- **STORED DATA**
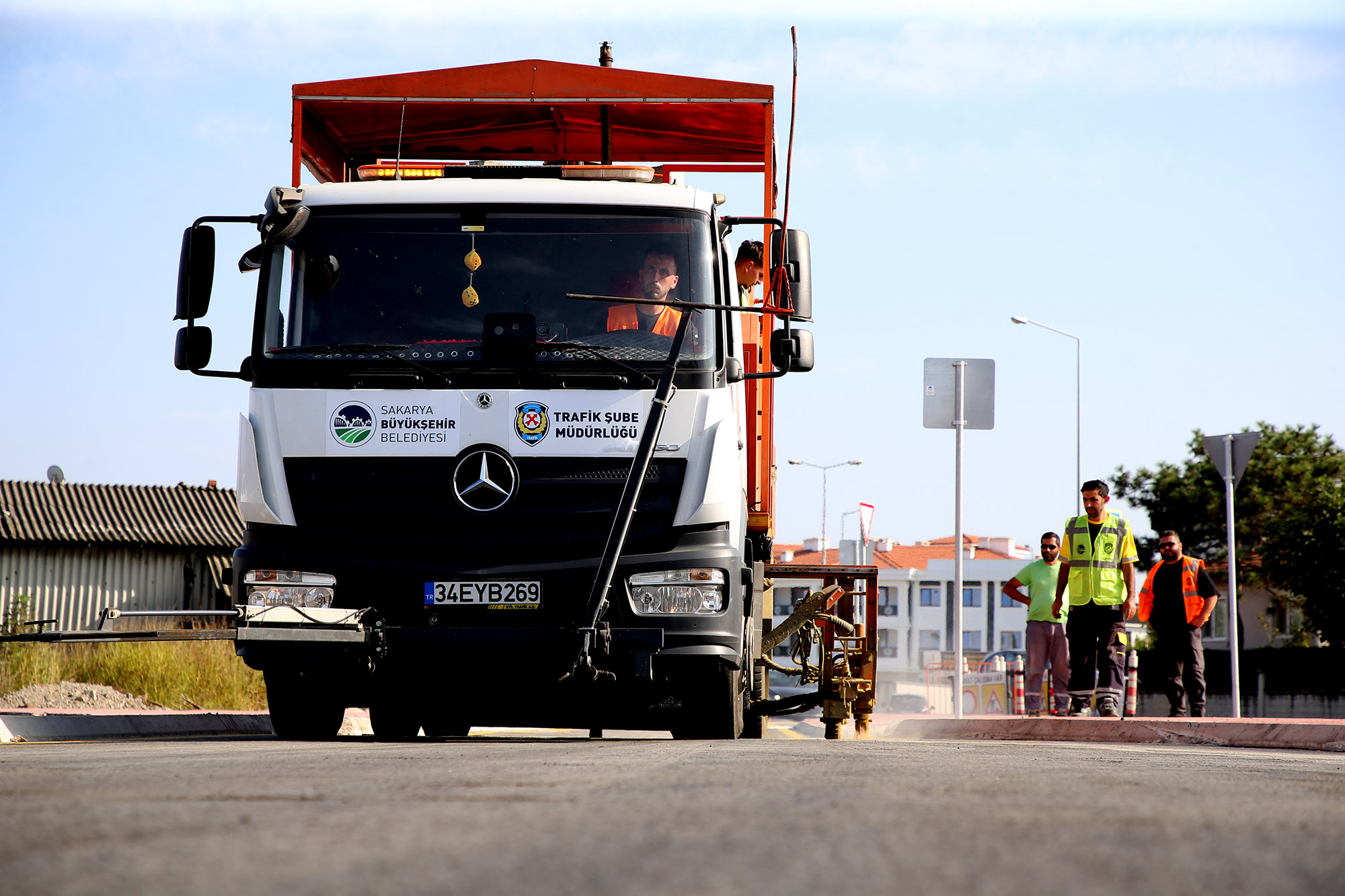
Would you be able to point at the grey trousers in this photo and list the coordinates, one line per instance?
(1047, 643)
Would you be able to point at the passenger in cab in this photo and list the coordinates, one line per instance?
(658, 282)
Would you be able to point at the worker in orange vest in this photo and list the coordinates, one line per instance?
(1176, 602)
(658, 280)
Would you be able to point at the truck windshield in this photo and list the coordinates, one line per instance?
(423, 283)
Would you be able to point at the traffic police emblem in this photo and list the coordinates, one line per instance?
(532, 421)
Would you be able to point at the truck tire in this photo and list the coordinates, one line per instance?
(301, 709)
(712, 708)
(754, 725)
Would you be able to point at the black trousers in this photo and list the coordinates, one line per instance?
(1096, 649)
(1182, 661)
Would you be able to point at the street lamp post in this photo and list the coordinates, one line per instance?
(1079, 368)
(825, 469)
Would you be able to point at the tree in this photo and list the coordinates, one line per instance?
(1304, 552)
(1282, 514)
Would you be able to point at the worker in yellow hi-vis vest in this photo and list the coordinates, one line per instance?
(1098, 567)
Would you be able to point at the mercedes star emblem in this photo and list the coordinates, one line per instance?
(485, 479)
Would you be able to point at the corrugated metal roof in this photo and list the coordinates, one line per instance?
(151, 516)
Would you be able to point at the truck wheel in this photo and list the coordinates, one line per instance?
(393, 716)
(754, 677)
(299, 708)
(712, 706)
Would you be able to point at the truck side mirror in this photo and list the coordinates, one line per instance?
(798, 270)
(196, 272)
(193, 349)
(792, 350)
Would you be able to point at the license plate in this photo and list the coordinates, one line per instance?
(493, 595)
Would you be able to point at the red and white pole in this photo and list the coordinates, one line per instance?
(1132, 682)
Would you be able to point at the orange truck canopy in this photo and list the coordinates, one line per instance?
(558, 112)
(532, 111)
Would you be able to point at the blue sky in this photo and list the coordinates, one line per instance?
(1165, 181)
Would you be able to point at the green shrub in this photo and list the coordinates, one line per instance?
(177, 674)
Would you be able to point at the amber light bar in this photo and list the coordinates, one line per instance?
(389, 171)
(638, 174)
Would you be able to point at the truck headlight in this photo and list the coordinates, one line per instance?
(679, 591)
(289, 588)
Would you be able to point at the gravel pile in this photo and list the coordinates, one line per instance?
(72, 694)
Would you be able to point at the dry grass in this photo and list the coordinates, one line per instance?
(180, 674)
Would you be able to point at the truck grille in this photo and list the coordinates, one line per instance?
(563, 510)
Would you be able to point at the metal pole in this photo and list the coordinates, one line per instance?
(824, 516)
(1079, 425)
(957, 546)
(1233, 573)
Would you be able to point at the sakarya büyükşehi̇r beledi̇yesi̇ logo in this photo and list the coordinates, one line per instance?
(353, 424)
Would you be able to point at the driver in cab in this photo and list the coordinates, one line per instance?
(658, 280)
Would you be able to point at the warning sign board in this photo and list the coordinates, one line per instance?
(985, 693)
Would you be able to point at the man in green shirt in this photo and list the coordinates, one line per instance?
(1046, 637)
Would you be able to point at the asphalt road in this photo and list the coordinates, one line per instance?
(564, 815)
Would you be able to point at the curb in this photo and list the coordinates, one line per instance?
(1272, 733)
(18, 725)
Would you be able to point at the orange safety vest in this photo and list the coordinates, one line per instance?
(627, 318)
(1195, 603)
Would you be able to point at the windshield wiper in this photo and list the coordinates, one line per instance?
(337, 346)
(598, 353)
(388, 352)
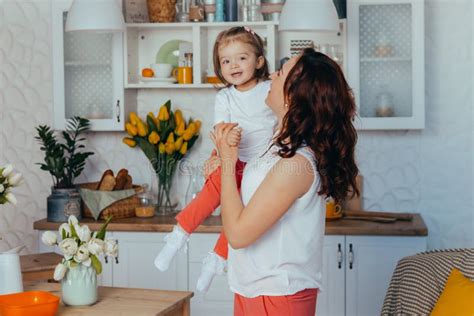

- **GIVEN INSTRUCTION**
Extract every one of the rows above, reproducing each line verbatim, and omit the pictures from your answer.

- **TASK SOLUTION**
Would you be able to point at the grey trousers in this photo and list the coordinates, one line per instance?
(1047, 643)
Would you be able to point at the passenger in cab in this photo and list the coordinates, one line per instance?
(658, 282)
Would you be able to point at the worker in orange vest in this photo and list the coordinates, one line per instance?
(1176, 602)
(658, 280)
Would you be able to point at the truck windshield in this photo and list the coordinates, one line per instance?
(423, 283)
Would you be able to point at the traffic police emblem in this photo and list the coordinates, one line per instance?
(532, 421)
Would you be able to point at the truck tire in this photo and list the coordinates, one line per instance?
(301, 709)
(712, 708)
(754, 725)
Would you be able to point at the black trousers in this photo and list the coordinates, one line per instance?
(1096, 649)
(1182, 661)
Would you be able to point at the street lamp post in this photo and list the coordinates, one line per instance?
(1079, 368)
(825, 469)
Would you be able to point at the tree in this photo and list the coordinates, one line per instance?
(1304, 552)
(1282, 514)
Would you be able to point at the worker in yellow hi-vis vest in this photo and list the coordinates, one line per instance?
(1098, 567)
Would you be able to point at the mercedes star emblem in this photo and list the coordinates, one line per instance?
(485, 479)
Would you be able to point at the corrugated metal roof in this photo and list the coordinates, one line per instance?
(151, 516)
Would you be able to point at the truck wheel in this photo and list the coordinates, one line per instance?
(393, 716)
(754, 677)
(299, 708)
(712, 706)
Would you be able to point at the truck side mirror in this photo and list the coordinates, one line per instance?
(798, 270)
(196, 272)
(193, 349)
(792, 350)
Would you be able to point at the license plate in this photo and list the coordinates, one line per instance?
(493, 595)
Would you be able to point at the red and white pole in this photo and list the coordinates, one line per instance?
(1132, 682)
Would you be able to point at the orange truck canopy in this photo and list the coordinates, one line per instance?
(558, 112)
(532, 111)
Would you be able to point at the blue sky in this photo and list the coordinates, one line per instance?
(1165, 181)
Would you be able to point at the green shrub in this photo and list the coordinates, one line per instance?
(177, 674)
Would you be able to point at the amber light bar in this photo and list the coordinates, one line per instance?
(389, 171)
(638, 174)
Would you be able to point at the truck headlight in this photo and list the coordinates, one line per instance?
(679, 591)
(289, 588)
Would you be able to point at the gravel pile in this photo and list the coordinates, one line per instance?
(72, 694)
Would you be able to point at the dry grass in this photo and list the coordinates, one line per instance?
(180, 674)
Would you be able to point at the truck grille in this photo and list the coordinates, one line per instance?
(563, 510)
Would you be able to point at the metal pole in this photo and list the coordinates, one line per instance?
(824, 516)
(1079, 425)
(957, 546)
(1233, 573)
Would you be able to point at the sakarya büyükşehi̇r beledi̇yesi̇ logo in this photo and list the coordinates, one line per instance?
(353, 424)
Would you be able to point at the driver in cab in this photo and list the coordinates, one line per instance?
(658, 280)
Would you be able to point at the warning sign board in this photo and list the coordinates, one line per instance?
(985, 693)
Would you be able to point at the man in green shirt in this photo and list the coordinates, one line per instance?
(1046, 637)
Would you be able to point at the asphalt road in this photo and list the coordinates, one line per instance?
(564, 815)
Would you be able to point at the curb in this photo and list the coordinates, one line per instance?
(1272, 733)
(18, 725)
Would you be able to point at the orange safety vest in this photo and list the coordinates, one line per instance?
(627, 318)
(1195, 603)
Would you be able to point at the windshield wiper in this photo and list the coordinates, one line per instance?
(337, 346)
(598, 353)
(388, 352)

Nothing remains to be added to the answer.